[DOCUMENT SECTION]
■ ■ ■ ■ ■ ■ ■
Actually now I remember we also used SYNC mode, because nowadays SYNC mode is supported for multiplayer as well. In that sense you should be good to go.

And with the SYNC mode you should be fine with just step-ing every environment once to get "equal" observations from each agent. I will get hand of the code later/tomorrow, so I can give better comments and what worked and what didn't :)

alex-petrenko commented 5 years ago

That'd be awesome! I would love to chat more about that, so I'll be waiting for your feedback. There's also a relevant post on DoomWorld forums about this project: https://www.doomworld.com/forum/topic/106770-ai-research-and-doom-multiplayer/?tab=comments#comment-2000068

Miffyli commented 5 years ago

I went through our code, and indeed it does not seem to be anything else than just setting Mode to PLAYER and then host/join games like in the cig_multiplayer examples. There are few quirks, though:

We limited total number of players per game to 8 (including bots). IIRC the game could end up stuck with more players.
■ ■ ■ ■ ■ ■ ■
[ENTRIES PROVIDED]
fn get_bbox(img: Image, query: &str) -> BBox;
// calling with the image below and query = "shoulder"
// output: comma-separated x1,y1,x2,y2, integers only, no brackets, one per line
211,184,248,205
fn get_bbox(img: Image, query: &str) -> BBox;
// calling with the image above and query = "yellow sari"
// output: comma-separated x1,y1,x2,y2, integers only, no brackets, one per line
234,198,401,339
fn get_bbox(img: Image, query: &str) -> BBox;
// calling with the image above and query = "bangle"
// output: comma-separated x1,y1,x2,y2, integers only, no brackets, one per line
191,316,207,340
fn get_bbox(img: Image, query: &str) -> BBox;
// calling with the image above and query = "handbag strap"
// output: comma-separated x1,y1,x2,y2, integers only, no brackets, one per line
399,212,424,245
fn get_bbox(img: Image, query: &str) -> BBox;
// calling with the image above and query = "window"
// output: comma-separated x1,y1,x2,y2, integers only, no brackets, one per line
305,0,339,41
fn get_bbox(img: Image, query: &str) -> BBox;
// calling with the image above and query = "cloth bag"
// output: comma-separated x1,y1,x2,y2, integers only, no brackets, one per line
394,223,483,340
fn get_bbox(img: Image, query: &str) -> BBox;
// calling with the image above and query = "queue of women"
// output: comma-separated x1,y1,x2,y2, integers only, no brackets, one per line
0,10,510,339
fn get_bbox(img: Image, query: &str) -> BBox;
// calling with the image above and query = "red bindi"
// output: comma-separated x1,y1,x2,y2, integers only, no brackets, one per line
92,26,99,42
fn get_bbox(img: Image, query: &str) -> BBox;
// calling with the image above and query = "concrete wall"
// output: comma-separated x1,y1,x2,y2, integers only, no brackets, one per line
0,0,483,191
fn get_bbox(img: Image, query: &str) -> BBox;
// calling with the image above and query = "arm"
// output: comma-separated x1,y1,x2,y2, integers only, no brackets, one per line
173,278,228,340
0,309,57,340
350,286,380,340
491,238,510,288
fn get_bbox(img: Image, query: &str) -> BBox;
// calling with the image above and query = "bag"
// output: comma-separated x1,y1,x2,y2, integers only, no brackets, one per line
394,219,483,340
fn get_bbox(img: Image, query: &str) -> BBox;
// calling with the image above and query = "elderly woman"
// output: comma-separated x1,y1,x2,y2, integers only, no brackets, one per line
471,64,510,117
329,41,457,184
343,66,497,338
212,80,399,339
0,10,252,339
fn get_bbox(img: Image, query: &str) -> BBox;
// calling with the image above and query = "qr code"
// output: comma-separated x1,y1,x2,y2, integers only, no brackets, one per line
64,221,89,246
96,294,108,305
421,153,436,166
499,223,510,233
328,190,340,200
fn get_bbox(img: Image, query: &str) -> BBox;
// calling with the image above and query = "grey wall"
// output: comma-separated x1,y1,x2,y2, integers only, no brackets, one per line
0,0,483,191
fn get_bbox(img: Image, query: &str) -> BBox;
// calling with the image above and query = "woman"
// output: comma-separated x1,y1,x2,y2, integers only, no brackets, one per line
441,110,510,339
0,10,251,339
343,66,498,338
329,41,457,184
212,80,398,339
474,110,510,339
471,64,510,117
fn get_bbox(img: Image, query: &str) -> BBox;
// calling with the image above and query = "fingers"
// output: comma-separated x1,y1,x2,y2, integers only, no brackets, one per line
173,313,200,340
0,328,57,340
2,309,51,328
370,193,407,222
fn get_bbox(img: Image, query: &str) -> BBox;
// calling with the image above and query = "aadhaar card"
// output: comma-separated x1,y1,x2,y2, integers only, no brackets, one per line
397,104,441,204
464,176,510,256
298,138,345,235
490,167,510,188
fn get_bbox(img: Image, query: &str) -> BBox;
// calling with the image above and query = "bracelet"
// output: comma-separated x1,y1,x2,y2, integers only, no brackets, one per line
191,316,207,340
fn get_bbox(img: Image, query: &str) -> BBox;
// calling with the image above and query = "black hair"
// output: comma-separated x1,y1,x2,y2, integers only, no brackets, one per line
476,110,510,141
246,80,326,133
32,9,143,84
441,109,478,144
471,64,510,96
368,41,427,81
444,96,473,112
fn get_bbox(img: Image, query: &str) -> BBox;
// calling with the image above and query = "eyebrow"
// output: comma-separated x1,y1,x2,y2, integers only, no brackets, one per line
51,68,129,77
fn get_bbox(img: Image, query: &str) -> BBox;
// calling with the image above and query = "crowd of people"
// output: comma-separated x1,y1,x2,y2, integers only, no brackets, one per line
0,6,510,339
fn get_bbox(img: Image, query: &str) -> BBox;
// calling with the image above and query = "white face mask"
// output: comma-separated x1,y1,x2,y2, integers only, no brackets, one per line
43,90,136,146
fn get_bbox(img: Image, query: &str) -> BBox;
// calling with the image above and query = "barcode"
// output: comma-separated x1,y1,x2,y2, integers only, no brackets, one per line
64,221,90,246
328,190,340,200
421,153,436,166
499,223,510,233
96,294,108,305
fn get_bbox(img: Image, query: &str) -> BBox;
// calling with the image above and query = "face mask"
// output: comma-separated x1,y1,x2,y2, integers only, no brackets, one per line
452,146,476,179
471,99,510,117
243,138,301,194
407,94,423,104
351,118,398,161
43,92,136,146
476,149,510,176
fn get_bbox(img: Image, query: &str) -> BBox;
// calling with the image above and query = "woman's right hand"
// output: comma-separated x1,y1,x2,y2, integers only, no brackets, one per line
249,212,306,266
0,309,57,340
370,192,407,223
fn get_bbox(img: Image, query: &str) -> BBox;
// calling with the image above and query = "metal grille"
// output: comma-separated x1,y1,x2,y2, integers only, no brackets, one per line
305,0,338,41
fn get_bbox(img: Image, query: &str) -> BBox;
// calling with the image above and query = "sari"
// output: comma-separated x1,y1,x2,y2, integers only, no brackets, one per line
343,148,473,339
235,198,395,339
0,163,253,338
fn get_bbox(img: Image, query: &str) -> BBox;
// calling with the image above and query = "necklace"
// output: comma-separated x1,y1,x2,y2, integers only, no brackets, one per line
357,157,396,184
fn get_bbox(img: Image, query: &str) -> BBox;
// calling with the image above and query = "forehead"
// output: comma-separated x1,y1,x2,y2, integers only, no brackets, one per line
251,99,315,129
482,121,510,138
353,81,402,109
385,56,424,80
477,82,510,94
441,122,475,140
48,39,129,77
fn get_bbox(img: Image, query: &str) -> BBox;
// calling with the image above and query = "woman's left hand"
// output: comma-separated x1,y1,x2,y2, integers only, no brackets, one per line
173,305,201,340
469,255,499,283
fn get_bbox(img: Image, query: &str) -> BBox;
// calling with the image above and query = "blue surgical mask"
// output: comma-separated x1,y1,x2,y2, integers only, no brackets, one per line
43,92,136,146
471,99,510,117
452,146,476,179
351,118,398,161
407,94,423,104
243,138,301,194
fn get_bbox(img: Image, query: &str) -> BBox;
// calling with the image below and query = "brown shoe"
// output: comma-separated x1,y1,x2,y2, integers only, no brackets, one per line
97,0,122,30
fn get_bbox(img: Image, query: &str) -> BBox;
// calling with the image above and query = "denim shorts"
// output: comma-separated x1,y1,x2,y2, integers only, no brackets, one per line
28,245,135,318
■ ■ ■ ■ ■ ■ ■
Repeat the part of the Doom multiplayer thread from "That'd be awesome!" up to and including "with more players.". You can set the entries aside; nothing here depends on them.

That'd be awesome! I would love to chat more about that, so I'll be waiting for your feedback. There's also a relevant post on DoomWorld forums about this project: https://www.doomworld.com/forum/topic/106770-ai-research-and-doom-multiplayer/?tab=comments#comment-2000068

Miffyli commented 5 years ago

I went through our code, and indeed it does not seem to be anything else than just setting Mode to PLAYER and then host/join games like in the cig_multiplayer examples. There are few quirks, though:

We limited total number of players per game to 8 (including bots). IIRC the game could end up stuck with more players.